Instruction:
Write out the rows word for word, starting at the first line of the rows and ending at the line containing "[388,295,487,353]", with both of those lines included.

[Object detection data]
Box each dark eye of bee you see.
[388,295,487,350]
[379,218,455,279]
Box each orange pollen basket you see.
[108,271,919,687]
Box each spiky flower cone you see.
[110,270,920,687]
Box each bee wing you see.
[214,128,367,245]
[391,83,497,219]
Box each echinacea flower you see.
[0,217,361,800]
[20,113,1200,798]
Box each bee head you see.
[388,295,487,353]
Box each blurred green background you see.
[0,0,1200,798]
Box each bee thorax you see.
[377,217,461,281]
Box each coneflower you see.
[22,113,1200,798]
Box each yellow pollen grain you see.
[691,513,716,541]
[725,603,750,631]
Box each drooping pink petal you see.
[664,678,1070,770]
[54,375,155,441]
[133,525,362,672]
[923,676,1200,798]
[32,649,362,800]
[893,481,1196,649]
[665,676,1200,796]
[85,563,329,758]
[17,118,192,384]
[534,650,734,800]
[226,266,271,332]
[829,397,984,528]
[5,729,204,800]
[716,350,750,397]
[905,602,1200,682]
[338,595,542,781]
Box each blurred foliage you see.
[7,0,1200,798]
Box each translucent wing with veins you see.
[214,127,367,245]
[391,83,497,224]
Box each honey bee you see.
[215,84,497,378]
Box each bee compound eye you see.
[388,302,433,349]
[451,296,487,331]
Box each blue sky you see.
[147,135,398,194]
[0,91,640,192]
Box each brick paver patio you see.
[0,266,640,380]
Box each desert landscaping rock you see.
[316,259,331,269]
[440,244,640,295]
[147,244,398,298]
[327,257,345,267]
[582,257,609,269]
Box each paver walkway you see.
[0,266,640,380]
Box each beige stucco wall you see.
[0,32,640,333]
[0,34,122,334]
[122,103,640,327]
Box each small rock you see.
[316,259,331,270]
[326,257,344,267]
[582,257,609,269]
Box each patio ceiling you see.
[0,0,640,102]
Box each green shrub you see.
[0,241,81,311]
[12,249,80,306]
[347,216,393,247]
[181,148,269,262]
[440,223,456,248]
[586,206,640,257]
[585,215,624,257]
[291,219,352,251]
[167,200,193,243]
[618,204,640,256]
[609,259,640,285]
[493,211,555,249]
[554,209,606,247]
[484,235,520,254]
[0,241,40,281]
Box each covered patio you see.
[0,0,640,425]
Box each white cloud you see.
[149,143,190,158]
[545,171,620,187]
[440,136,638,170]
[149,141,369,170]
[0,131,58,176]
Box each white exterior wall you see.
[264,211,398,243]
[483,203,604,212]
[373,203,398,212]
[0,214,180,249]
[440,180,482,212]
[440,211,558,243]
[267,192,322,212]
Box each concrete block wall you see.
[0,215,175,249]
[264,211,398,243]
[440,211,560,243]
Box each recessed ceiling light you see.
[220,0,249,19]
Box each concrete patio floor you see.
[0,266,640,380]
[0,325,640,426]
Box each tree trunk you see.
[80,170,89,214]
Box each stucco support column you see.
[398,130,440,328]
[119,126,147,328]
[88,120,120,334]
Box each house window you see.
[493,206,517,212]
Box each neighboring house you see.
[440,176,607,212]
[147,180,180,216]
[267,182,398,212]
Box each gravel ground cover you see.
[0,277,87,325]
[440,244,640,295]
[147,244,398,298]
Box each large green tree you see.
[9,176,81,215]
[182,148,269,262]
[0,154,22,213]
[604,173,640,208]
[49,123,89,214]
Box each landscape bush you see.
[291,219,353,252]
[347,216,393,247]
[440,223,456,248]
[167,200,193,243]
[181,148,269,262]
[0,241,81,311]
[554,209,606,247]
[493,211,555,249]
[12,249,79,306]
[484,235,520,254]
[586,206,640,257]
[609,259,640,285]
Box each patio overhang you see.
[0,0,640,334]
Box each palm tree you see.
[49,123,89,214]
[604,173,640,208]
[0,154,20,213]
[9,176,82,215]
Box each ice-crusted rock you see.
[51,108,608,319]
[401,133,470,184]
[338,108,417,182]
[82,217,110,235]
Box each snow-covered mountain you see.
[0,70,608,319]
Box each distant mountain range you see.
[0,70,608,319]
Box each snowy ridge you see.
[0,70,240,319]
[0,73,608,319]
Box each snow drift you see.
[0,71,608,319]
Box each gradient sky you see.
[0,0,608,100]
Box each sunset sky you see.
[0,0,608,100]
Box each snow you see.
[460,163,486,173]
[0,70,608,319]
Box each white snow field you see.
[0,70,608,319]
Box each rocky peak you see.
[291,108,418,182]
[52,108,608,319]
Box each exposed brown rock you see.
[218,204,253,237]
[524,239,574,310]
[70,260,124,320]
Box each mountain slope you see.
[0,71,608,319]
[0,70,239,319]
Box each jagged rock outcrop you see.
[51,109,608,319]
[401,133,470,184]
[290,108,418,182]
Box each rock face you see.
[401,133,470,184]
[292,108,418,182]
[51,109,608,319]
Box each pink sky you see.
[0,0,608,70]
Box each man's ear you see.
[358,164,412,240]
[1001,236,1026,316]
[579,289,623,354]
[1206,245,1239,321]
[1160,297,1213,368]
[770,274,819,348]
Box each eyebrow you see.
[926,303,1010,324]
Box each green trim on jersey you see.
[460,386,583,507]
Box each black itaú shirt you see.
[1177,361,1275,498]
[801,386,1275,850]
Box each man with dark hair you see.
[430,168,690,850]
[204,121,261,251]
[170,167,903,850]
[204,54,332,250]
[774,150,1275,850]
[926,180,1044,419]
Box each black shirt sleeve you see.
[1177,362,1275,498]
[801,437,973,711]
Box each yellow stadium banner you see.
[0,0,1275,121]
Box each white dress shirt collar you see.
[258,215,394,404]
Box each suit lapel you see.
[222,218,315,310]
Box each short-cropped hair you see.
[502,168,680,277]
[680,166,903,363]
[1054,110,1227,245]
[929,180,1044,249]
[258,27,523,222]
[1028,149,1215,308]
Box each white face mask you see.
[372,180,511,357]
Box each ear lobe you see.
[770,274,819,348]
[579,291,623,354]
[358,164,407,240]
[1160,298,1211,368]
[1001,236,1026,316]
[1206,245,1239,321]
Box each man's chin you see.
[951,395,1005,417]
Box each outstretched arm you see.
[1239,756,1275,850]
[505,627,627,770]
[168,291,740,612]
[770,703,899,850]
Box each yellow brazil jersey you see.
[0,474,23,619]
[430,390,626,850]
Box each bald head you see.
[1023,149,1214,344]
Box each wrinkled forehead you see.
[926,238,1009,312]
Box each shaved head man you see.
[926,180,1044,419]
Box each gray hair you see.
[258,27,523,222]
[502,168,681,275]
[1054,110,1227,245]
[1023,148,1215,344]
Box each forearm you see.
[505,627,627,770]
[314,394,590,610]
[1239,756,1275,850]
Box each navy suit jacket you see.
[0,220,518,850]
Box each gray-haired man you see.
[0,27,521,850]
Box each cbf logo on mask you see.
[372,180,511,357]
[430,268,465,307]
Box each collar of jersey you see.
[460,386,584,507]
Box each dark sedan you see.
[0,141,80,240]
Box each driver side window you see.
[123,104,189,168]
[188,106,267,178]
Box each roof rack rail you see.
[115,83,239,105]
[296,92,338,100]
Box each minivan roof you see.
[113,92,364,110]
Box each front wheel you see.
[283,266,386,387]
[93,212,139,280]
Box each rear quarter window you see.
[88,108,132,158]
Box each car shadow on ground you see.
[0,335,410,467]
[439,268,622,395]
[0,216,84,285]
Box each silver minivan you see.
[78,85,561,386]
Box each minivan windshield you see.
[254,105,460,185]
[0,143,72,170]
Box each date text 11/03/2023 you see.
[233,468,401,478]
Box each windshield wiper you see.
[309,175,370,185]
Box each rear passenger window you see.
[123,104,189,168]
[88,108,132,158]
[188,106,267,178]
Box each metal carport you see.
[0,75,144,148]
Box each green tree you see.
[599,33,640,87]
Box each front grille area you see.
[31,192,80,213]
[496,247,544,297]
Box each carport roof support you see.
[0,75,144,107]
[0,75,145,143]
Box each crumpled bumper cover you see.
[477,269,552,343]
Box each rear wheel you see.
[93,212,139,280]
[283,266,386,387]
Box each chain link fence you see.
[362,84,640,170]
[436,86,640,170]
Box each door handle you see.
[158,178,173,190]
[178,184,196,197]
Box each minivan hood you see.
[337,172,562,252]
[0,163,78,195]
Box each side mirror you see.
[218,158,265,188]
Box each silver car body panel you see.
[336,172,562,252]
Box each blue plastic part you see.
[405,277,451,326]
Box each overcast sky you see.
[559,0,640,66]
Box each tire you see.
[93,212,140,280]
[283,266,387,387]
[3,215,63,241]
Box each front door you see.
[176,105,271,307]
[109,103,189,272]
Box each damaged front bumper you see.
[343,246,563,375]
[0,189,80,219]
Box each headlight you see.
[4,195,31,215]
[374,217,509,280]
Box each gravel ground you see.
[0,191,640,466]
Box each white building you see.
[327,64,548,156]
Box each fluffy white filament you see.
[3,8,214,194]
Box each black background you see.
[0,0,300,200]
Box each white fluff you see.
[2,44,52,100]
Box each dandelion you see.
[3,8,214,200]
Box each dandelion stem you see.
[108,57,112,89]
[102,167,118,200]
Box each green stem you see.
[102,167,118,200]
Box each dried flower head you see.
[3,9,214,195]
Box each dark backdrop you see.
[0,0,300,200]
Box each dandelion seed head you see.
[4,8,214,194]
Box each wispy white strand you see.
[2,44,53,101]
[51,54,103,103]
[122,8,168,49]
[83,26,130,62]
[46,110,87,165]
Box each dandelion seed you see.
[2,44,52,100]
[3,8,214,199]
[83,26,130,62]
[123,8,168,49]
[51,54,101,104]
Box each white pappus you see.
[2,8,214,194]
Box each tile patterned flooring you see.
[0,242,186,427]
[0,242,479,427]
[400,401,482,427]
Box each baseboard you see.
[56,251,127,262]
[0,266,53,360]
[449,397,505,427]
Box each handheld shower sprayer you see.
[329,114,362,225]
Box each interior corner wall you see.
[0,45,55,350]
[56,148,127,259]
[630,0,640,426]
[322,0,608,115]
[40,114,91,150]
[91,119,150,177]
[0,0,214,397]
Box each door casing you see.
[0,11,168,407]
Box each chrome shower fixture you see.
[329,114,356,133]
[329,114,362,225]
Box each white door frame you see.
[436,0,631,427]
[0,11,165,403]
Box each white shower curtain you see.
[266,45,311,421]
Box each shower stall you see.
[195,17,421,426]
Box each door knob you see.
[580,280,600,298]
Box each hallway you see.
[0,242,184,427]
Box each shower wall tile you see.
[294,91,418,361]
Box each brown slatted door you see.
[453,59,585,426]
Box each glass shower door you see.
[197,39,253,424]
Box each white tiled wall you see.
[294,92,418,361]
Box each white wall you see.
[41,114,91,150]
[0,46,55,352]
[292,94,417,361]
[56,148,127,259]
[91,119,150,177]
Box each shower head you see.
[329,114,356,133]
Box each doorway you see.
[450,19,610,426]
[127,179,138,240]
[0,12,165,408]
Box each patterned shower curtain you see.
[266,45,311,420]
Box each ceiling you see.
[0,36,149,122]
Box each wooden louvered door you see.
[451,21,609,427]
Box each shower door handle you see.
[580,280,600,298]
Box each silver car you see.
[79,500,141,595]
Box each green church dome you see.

Task response:
Box each dark eye of bee you see.
[388,295,487,350]
[379,218,455,279]
Box each orange pollen basket you see.
[108,271,919,687]
Box each spiky flower cone you see.
[110,270,920,687]
Box each bee wing you see.
[214,128,367,245]
[391,83,497,219]
Box each echinacea flower you see.
[0,217,361,800]
[20,113,1200,798]
Box each bee head you see.
[388,295,487,353]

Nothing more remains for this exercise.